[Records contained in a dataset]
===============

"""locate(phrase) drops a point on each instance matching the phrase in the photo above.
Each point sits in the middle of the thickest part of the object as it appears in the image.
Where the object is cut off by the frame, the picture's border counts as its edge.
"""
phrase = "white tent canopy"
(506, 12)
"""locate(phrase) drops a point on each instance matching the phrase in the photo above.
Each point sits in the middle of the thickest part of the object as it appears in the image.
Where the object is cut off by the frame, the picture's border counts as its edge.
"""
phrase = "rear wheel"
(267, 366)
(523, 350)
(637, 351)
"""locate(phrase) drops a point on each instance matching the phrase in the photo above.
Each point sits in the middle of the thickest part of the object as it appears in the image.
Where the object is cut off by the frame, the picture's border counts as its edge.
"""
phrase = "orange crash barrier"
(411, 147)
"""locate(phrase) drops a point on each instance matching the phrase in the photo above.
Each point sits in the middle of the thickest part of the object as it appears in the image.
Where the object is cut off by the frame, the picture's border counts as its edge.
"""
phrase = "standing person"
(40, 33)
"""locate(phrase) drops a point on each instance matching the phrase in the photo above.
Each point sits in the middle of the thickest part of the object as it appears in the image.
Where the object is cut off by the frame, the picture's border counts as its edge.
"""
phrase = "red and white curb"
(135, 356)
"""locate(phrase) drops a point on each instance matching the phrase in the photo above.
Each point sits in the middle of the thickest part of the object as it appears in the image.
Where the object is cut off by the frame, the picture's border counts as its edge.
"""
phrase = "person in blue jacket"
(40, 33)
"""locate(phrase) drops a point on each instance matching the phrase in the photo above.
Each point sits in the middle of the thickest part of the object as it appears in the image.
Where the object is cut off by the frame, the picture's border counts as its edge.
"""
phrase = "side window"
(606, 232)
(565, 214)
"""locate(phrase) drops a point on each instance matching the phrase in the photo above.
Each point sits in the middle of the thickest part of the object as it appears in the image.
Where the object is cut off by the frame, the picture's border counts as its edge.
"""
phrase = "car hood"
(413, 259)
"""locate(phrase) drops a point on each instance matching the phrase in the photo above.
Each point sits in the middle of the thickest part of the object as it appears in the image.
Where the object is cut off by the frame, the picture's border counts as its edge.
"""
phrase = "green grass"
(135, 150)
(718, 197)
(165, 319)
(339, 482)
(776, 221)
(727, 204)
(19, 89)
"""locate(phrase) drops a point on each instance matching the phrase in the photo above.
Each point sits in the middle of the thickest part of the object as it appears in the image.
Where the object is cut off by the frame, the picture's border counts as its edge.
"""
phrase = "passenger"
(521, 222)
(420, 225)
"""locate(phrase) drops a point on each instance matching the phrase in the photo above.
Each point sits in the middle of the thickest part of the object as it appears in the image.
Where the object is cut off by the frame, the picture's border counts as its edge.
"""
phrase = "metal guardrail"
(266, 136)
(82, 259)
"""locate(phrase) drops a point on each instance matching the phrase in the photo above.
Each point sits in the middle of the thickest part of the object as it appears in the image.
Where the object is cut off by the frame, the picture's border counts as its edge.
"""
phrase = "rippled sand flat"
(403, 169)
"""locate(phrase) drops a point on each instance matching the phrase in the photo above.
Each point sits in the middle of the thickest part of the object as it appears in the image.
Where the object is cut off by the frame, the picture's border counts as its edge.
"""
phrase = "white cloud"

===============

Each record above should be returned exactly as written.

## [Worked solution]
"""locate(phrase) drops a point on each instance matching the phrase in the photo above.
Each point sits in the middle of the thickest part of the object as it appears in the image.
Where the object is cut off by the frame, the picture's border counts as its edge.
"""
phrase = "white tent canopy"
(506, 12)
"""locate(phrase) drops a point on each instance matching the phrase in the photo above.
Each point sits in the middle of the thickest part of the object as it appears in the image.
Where the object is cut off by the frame, the picture's border counts as its edge.
"""
phrase = "rear wheel"
(267, 366)
(523, 350)
(637, 351)
"""locate(phrase) drops a point on each instance matching the phrase in the photo above.
Each point sits in the middle of the thickest part of the object as it appears in the image.
Where the object is cut off by the frame, the picture's border counts as its edge.
"""
phrase = "orange crash barrier"
(411, 147)
"""locate(phrase) drops a point on each instance matching the phrase in the photo above.
Each point sits in the middle of the thickest part of the object as it appears in the image.
Where the object is cut off by the frame, the picture's border counts as its edge.
"""
phrase = "standing person"
(40, 33)
"""locate(phrase) drops a point on each instance matching the phrase in the photo above.
Each point sits in the middle of the thickest part of the object as it appears in the image.
Where the object is cut off by the frame, the picture's border counts as its edge.
"""
phrase = "red and white curb"
(135, 356)
"""locate(phrase) drops a point on each instance matching the phrase in the photo above.
Each point sits in the middle of the thickest part of the object as it appears in the image.
Where the object is cut off by the frame, the picture's border counts as its edge.
"""
phrase = "person in blue jacket"
(40, 33)
"""locate(phrase) drops a point on each instance matching the phrase in the photo above.
Each point sits in the middle of the thickest part of the object as it appears in the image.
Where the object is cut off by the frame, the picture's border counts as its edge.
"""
phrase = "side window"
(606, 232)
(565, 214)
"""locate(phrase) drops a point on each instance matching the phrase in the photo above.
Each point sits in the middle of the thickest part of the object as it appears in the image.
Where the object is cut off by the frame, the picture's border counts as its edge.
"""
phrase = "car hood"
(413, 259)
"""locate(phrase) drops a point on each instance matching the phrase in the photo above.
Each point sits in the middle of the thickest part of the object as it appears in the image.
Where the object is cut off by the frame, the picture's border counts as its edge.
"""
phrase = "green grass"
(135, 150)
(718, 197)
(165, 319)
(339, 482)
(776, 221)
(727, 204)
(19, 89)
"""locate(phrase) drops a point on each instance matching the phrase in the photo above.
Each point sits in the middle of the thickest part of the object as it appears in the image.
Where the object is cut off by the frame, the picture's border counts as its edge.
"""
phrase = "passenger"
(521, 222)
(420, 225)
"""locate(phrase) drops a point on each instance matching the phrase in the photo above.
Each point sits in the middle of the thickest part of the object as it appears in the image.
Where the object is cut off by the frame, the picture's border counts as its edge.
"""
phrase = "metal guardrail"
(266, 136)
(82, 259)
"""locate(phrase) drops a point on each instance matching the phrase in the photo above.
Each point sits in the middle of the thickest part of the object as it appears in the image.
Where the object is cut off by the frame, the picture's border counts as its edge.
"""
phrase = "rippled sand flat"
(403, 169)
"""locate(phrase) drops a point on each instance matching the phrase in the photo above.
Each point sits in the middle of the thickest part of the object as it appears in the image.
Where the object is cut off by the frame, the picture's border counts as its edge.
"""
phrase = "white cloud"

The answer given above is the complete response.